#### PAGE EXTRACT:
──────
How work gets done in complex healthcare systems is ethically important. When healthcare professionals and other staff are pressured to improvise, fix structural problems, or comply with competing policies, the uncertainty and distress they experience have potential consequences for patients, families, colleagues, and the system itself.
This book presents a new theory of healthcare ethics that is grounded in the nature of healthcare work and how it is shaped by the ever-changing conditions of complex systems, in particular, problems of safety and harm. By exploring workarounds and other improvised practices in complex healthcare systems that are difficult for professionals to talk about openly, yet have unclear effects, including their value or risk to patients, this book offers a realistic look at our changing healthcare system and how we can improve the way we manage moral problems arising in the care of the sick.
Berlinger argues that healthcare ethics in complex and changing healthcare systems should reflect the moral complexity of healthcare work, analyse common ethical challenges with reference to behaviours and pressures driven by the system itself and support opportunities for healthcare professionals and staff at all levels to reflect on the problems they face and to take part in social change. The book's chapters include frameworks for looking at ethical challenges in healthcare as problems of safety and harm with consequences for patients. Are Workarounds Ethical? is designed to support clinician education in medicine, nursing, and interdisciplinary contexts and recommend methods for integrating ethics, safety, and justice in practice.
──────
#### WORK INSTRUCTIONS:
a: Using the book description, decide whether each statement agrees with it, and answer yes or no with the words of the text that decide it: (i) The book is meant to support clinician education in medicine alone. (ii) Workarounds are described as difficult for professionals to talk about openly. (iii) Berlinger argues that healthcare ethics should reflect the moral complexity of healthcare work.
b: Write out the stretch of the book description from "How work gets" through "the system itself.", switching "distress" to "anxiety".
──────
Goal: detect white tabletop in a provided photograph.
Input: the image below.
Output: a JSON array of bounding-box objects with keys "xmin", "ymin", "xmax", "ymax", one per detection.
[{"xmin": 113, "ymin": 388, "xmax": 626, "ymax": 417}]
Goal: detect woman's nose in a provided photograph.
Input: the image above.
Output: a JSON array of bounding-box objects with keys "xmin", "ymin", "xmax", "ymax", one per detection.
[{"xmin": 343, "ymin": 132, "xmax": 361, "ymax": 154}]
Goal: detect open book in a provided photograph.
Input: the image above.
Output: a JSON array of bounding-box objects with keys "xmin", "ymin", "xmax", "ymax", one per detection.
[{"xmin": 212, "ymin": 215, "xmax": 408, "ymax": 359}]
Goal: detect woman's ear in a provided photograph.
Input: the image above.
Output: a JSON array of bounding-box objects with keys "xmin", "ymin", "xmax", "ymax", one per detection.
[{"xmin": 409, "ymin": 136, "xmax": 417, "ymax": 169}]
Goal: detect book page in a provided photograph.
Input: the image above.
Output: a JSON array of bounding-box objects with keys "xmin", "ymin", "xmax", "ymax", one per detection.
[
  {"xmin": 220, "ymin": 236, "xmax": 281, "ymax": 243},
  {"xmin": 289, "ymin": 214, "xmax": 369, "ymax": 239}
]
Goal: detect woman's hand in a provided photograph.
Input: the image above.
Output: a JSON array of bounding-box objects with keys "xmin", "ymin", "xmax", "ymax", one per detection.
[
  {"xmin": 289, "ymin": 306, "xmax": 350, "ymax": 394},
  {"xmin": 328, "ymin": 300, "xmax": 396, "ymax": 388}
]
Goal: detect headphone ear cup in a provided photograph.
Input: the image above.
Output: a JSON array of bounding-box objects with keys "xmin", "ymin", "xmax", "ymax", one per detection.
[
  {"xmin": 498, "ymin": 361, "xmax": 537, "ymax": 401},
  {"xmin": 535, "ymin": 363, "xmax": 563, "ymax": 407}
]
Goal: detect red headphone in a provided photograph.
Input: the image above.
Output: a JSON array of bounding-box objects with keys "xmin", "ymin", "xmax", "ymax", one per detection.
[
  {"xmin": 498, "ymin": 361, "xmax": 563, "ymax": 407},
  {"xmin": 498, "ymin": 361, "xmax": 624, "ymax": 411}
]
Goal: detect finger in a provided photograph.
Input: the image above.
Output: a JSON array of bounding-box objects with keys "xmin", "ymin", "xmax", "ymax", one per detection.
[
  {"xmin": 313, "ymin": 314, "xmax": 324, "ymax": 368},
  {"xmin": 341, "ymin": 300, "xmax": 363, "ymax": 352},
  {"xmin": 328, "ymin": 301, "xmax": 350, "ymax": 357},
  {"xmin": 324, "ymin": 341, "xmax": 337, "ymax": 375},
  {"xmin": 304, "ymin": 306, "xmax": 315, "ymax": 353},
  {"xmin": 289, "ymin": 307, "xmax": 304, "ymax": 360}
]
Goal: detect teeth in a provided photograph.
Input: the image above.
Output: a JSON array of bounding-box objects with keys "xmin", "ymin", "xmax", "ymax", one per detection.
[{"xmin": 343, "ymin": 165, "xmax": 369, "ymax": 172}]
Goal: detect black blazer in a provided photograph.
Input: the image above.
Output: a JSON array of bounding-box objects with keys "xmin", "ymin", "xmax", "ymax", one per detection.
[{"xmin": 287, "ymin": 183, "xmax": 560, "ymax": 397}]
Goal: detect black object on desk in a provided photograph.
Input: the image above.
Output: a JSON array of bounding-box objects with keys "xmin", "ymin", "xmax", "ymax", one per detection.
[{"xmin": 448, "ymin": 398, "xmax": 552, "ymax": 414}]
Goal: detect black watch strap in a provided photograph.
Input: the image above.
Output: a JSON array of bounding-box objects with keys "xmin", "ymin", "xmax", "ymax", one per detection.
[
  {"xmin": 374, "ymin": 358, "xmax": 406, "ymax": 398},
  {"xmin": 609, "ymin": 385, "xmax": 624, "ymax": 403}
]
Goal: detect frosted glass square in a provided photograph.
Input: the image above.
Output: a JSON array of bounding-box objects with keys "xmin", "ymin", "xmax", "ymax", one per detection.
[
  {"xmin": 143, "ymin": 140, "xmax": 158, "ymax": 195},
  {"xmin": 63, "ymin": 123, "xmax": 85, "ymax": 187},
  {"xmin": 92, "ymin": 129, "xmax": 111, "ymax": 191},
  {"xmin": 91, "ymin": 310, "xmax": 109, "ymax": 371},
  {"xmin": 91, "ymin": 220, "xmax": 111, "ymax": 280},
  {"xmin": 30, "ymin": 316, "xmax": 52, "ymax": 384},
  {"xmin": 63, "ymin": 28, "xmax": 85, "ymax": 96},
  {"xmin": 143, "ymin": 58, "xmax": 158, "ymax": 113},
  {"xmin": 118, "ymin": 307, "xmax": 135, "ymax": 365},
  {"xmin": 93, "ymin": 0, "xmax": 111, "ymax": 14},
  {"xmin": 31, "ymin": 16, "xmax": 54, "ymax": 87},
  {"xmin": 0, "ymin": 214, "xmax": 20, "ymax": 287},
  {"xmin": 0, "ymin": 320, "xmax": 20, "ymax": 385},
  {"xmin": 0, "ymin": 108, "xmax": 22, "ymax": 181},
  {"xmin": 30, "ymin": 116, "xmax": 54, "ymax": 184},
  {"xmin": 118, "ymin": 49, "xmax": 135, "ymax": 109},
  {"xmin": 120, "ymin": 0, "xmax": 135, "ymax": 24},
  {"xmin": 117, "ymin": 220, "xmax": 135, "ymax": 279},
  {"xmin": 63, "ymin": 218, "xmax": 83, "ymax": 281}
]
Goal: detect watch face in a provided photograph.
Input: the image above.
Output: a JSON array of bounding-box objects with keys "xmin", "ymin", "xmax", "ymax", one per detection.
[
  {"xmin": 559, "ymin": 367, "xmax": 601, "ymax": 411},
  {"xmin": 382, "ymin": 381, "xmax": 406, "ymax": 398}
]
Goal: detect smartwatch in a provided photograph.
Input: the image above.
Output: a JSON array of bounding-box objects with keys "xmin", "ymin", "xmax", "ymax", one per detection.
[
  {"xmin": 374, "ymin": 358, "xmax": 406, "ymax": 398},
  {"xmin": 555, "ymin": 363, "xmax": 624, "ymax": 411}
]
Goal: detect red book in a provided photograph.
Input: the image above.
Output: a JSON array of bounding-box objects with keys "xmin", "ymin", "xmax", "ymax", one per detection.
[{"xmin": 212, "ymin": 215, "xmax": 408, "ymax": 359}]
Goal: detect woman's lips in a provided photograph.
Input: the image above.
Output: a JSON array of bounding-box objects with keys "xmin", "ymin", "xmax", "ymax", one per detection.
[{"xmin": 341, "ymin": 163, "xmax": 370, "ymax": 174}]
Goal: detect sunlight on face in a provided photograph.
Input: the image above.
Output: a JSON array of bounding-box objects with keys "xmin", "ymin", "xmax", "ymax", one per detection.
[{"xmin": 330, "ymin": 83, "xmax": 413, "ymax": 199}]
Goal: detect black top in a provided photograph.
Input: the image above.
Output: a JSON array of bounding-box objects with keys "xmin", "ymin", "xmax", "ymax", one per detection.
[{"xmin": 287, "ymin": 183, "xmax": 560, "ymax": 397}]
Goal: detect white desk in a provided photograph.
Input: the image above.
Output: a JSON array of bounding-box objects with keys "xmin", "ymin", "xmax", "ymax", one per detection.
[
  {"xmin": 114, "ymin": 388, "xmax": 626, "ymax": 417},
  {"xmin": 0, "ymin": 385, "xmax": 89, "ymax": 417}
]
──────
#### RESPONSES BY ITEM NUMBER:
a:
(i) No: "designed to support clinician education in medicine, nursing, and interdisciplinary contexts"
(ii) Yes: "workarounds and other improvised practices in complex healthcare systems that are difficult for professionals to talk about openly"
(iii) Yes: "healthcare ethics in complex and changing healthcare systems should reflect the moral complexity of healthcare work"

b:
How work gets done in complex healthcare systems is ethically important. When healthcare professionals and other staff are pressured to improvise, fix structural problems, or comply with competing policies, the uncertainty and anxiety they experience have potential consequences for patients, families, colleagues, and the system itself.